## What you will do
The lines to extract begin at the one containing "like (840, 283)." and run to the end of the listing; set them down exactly and alone.

## Extracted data

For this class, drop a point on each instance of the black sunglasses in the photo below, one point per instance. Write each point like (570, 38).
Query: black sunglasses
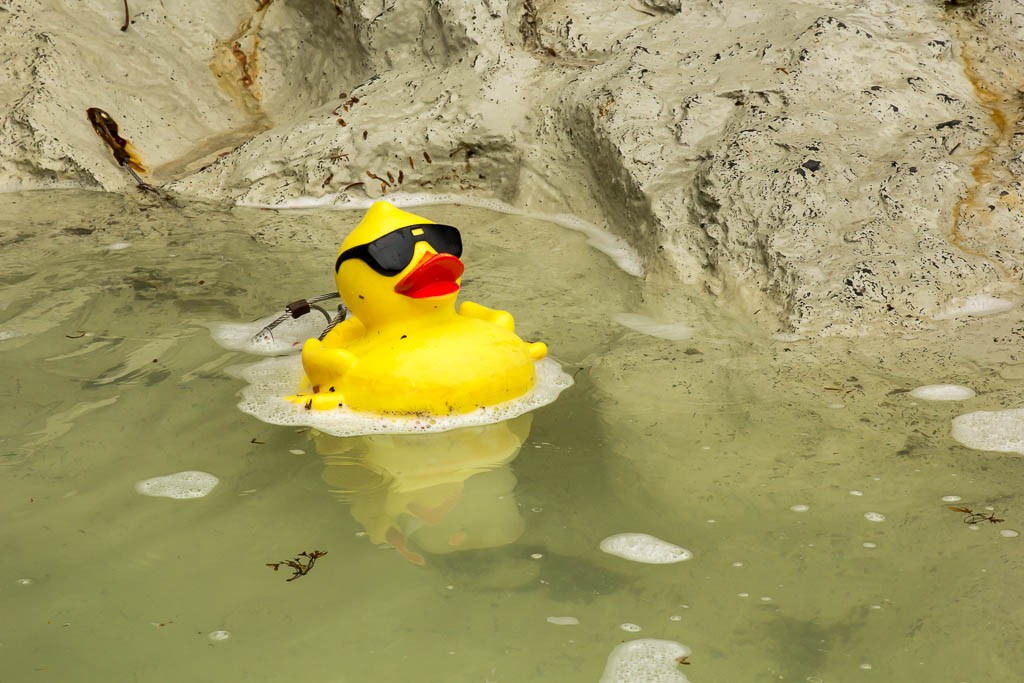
(389, 254)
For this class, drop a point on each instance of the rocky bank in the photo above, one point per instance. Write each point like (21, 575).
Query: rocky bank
(830, 167)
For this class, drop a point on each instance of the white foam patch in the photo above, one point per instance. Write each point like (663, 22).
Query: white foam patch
(650, 327)
(977, 305)
(179, 485)
(943, 392)
(271, 380)
(991, 430)
(644, 548)
(645, 660)
(286, 338)
(614, 248)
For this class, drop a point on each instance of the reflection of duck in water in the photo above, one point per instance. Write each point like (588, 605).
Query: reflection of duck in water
(406, 349)
(432, 493)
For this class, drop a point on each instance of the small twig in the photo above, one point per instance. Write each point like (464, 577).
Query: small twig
(296, 564)
(975, 517)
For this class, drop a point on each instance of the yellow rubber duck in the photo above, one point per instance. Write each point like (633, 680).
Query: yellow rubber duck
(404, 349)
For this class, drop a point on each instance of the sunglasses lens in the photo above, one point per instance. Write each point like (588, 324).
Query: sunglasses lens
(390, 254)
(444, 240)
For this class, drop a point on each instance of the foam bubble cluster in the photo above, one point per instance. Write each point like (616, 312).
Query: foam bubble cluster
(650, 327)
(943, 392)
(286, 338)
(645, 660)
(977, 305)
(991, 430)
(644, 548)
(271, 380)
(179, 485)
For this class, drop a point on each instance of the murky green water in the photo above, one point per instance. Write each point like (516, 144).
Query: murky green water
(111, 377)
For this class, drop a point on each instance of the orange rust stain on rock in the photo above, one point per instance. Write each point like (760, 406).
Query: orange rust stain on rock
(1004, 119)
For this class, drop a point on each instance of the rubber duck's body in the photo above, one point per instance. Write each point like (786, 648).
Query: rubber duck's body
(404, 348)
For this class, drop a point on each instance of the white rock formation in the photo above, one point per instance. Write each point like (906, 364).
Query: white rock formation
(848, 167)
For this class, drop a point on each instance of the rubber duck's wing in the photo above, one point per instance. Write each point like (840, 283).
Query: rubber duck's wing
(345, 333)
(502, 318)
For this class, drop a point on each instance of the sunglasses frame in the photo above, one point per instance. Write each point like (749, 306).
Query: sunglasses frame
(402, 239)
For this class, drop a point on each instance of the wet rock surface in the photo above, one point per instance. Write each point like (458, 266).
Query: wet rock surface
(828, 168)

## Written solution
For this class, drop a point on each instance of the rubber duck's wing in the photo above, one point per instance. Write each point like (840, 283).
Query: rubber duck's wing
(345, 333)
(502, 318)
For this class, drop a point on each instance of the sunglasses frame in the photo above, one point per instance. Write each point like (749, 306).
Query: sunglasses frame
(402, 239)
For this class, drop a point on each instance of the wet rock surface in the photo above, one point per instance. Write each point like (458, 266).
Query: wet rock surface
(828, 168)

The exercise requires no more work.